» **What to do**:
**a)** According to the plague text, what is the fatality rate of untreated bubonic plague?
**b)** Update the stretch of the plague text from "The causative agent" through "plague in humans.", putting "fatigue" in place of "malaise".

All suspected and confirmed cases must be reported to the local Health Unit.
The causative agent of plague is Yersinia pestis (Y. pestis), a gram negative coccobacillus. Aerosolized plague is a potential bioterrorism agent.
Clinical illness is characterized by fever, chills, headache, malaise, prostration, and leukocytosis manifesting in one or more of the three main forms of plague in humans.
Bubonic plague is the most common form of human plague, resulting from the bite of an infected flea that has fed on an infected rodent, such as a rat. It presents as acute lymphadenitis in lymph nodes that drain the site of the fleabite (forming a bubo) and occurs more often in inguinal nodes and less commonly in axillary and cervical nodes. Lymph nodes become swollen and tender and may suppurate; fever is present.
Septicemic plague: All forms of plague, including those without lymphadenopathy may progress to septicemic plague, with dissemination of the bacillus by the bloodstream to diverse parts of the body.
Pneumonic plague: An infection of the lungs caused by the plague bacillus. Secondary involvement of the lungs results in pneumonia; mediastinitis or pleural effusion may develop. Secondary pneumonic plague is of special significance, since respiratory droplets may serve as the source of person-to-person transfer with resultant primary pneumonic plague.
Untreated bubonic plague has a fatality rate of 50%; pneumonic and septicemic plagues are fatal if not treated.
Modes of Transmission
Bubonic: Bite from an infected flea, which is the most common mode of transmission, or by handling tissues of an infected animal.
Pneumonic: Inhalation of droplets or contact with sputum from an infected person or animal.
Septicemic: All forms of plague may progress to septicemic plague.
Cats may occasionally transmit infection through bites, scratches, or respiratory droplets. Cats also develop plague abscesses that have been a source of infection to veterinary personnel.
From 1–7 days for bubonic plague and 1–4 days for primary plague pneumonia.
Period of Communicability
Bubonic plague is not usually transmitted directly from person to person; unless there is contact with pus from suppurating buboes. Pneumonic plague can be highly communicable under appropriate environmental conditions.
Fleas may remain infective for months.
Susceptibility is general and immunity after recovery is relative and may not protect against a large infective dose. Risk factors include: a bite from an infected flea within the last 4 weeks, contact with animals, wild carnivores or rodents and travel outside the province in the last 7 days to an endemic area.

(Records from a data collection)
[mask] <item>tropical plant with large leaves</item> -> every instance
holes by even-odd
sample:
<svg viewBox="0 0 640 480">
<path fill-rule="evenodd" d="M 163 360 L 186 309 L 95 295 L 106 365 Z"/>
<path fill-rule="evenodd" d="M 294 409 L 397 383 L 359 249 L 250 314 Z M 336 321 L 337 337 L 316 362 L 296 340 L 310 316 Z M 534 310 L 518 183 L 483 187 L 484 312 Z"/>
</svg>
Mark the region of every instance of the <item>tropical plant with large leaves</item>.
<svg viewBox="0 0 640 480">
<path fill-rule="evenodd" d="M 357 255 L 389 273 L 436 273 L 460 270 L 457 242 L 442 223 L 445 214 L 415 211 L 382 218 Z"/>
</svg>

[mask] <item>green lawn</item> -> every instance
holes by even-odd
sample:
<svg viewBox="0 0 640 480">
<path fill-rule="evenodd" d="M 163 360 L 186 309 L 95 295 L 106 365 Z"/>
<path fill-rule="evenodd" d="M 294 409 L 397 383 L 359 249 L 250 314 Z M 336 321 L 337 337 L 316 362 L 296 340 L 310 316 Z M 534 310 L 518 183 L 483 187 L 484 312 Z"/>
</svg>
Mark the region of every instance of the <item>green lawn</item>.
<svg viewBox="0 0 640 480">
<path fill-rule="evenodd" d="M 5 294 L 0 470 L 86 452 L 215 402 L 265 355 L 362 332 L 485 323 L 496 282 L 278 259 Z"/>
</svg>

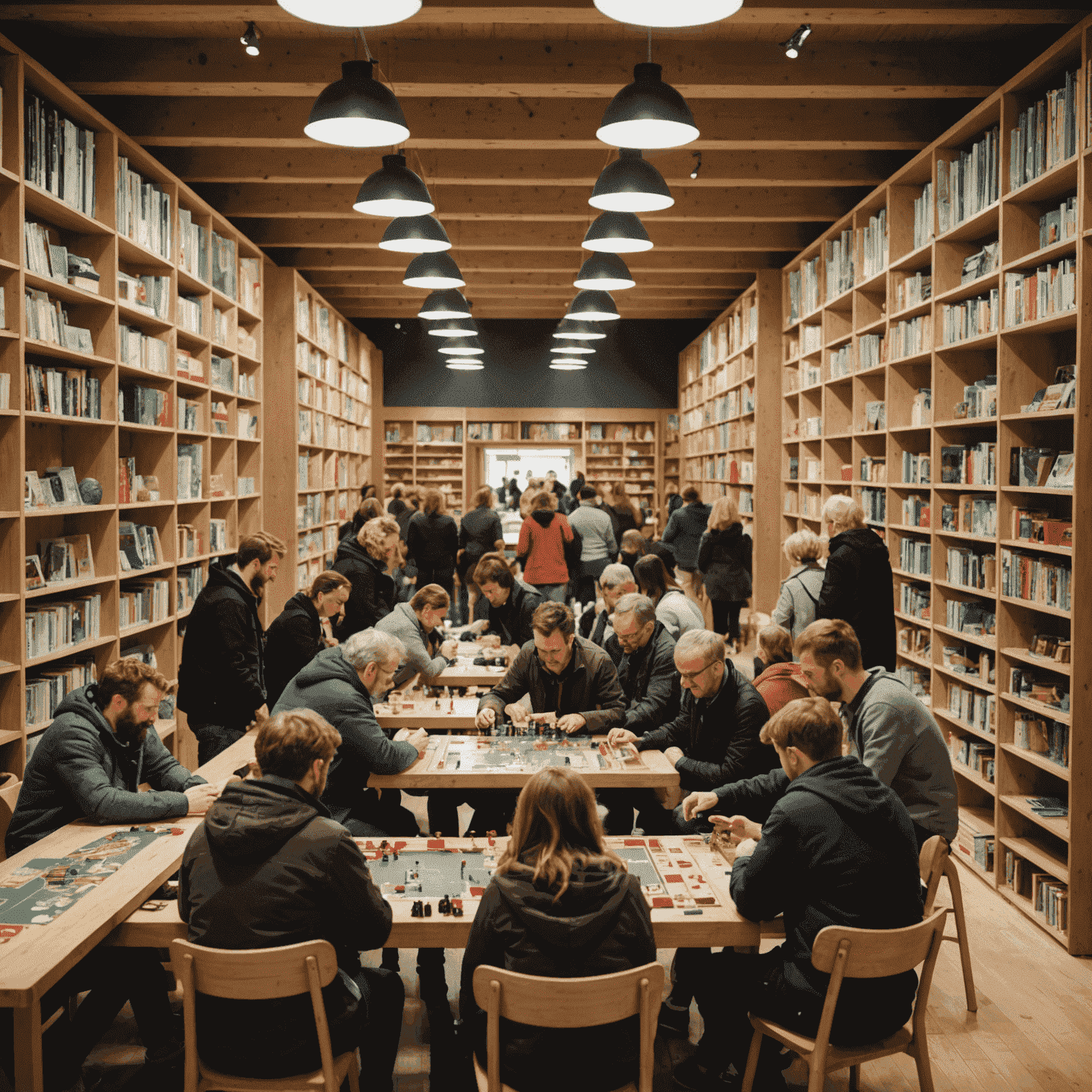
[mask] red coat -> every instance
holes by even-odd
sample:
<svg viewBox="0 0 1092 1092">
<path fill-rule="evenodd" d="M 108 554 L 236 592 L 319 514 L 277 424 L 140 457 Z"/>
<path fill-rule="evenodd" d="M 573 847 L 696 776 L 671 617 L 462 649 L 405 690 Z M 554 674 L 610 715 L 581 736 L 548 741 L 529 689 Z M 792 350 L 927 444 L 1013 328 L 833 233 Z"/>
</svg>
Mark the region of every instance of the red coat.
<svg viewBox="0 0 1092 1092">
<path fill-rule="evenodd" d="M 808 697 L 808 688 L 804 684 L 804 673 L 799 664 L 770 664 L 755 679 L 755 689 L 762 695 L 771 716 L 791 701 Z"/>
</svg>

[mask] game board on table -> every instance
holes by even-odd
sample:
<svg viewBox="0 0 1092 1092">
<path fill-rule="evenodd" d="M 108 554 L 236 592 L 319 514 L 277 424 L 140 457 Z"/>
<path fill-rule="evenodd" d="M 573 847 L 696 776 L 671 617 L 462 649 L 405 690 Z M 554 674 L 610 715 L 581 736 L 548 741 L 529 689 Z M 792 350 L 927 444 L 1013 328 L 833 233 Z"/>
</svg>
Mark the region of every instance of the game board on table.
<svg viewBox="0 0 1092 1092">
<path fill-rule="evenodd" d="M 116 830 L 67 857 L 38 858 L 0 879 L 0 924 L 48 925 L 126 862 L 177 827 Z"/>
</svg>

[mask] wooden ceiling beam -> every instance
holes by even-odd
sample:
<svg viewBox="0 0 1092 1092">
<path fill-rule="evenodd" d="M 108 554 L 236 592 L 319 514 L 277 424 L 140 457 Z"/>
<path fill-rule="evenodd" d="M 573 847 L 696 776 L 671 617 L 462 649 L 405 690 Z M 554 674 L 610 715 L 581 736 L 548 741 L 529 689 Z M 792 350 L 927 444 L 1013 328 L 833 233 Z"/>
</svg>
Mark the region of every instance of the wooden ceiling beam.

» **Solutions to the tasks**:
**a)** 50%

**b)**
The causative agent of plague is Yersinia pestis (Y. pestis), a gram negative coccobacillus. Aerosolized plague is a potential bioterrorism agent.
Clinical illness is characterized by fever, chills, headache, fatigue, prostration, and leukocytosis manifesting in one or more of the three main forms of plague in humans.